» **SUPPLIED PASSAGE**:
------------------------------

Re: Another Cache-control: proposal

    It is true that this token system does not give the origin server
    the abilty to know actual hit counts though, correct?  I mean, just
    because a server received a subsequent request from Proxy A on a
    URI Proxy A had previously been given 10 tokens/uses for, doesn't
    mean that proxy has served 10 copies of that URI response.  Maybe
    it just served one, and then the 2nd request came after the
    max-age.

That is correct.  However, it provides somewhat more information
than the current system.

I.e., today if an origin server provides a cachable response to
a cache (i.e., one that has an expiration date in the future),
this could represent 1 hit, or 2 hits, or 10 hits, or 6060842 hits.

But if the origin server provides a "max-uses=10" limit (and if
the cache observes it!) then the server knows the true count
is somewhere between 1 and 10.  That is, this bounds the inaccuracy
of the server's knowledge.

------------------------------

(Items listed in a dataset)
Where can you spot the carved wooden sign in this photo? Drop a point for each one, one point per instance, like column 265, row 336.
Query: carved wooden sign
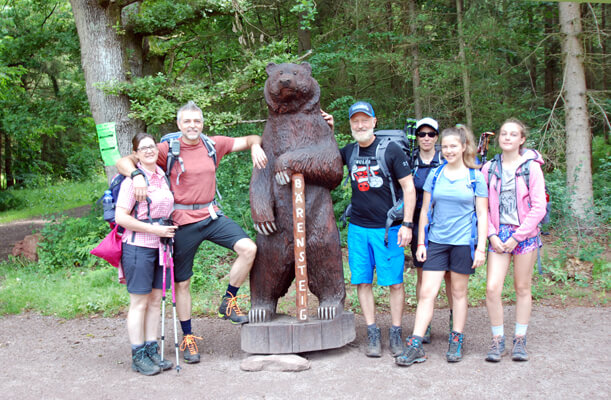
column 301, row 270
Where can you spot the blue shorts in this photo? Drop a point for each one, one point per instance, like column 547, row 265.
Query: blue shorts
column 366, row 252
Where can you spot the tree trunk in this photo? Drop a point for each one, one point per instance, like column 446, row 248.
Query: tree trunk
column 578, row 134
column 104, row 60
column 550, row 54
column 414, row 55
column 463, row 61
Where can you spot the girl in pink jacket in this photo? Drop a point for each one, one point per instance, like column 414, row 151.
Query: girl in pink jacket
column 515, row 208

------------------------------

» **INSTRUCTION 1**:
Answer these questions using the message on the cache-control proposal:
(a) In the example, how many tokens/uses had Proxy A previously been given for the URI?
(b) What limit does the proposal have the origin server provide?
(c) If the cache observes that limit, between what two numbers does the server know the true count lies?
» **INSTRUCTION 2**:
Extract from the entries the part that opens with the line containing "Where can you spot the girl" and runs through the last line of the entries, including both ends.

» **FULL RESPONSE 1**:
(a) 10
(b) "max-uses=10"
(c) Between 1 and 10

» **FULL RESPONSE 2**:
Where can you spot the girl in pink jacket in this photo? Drop a point for each one, one point per instance, like column 414, row 151.
Query: girl in pink jacket
column 515, row 208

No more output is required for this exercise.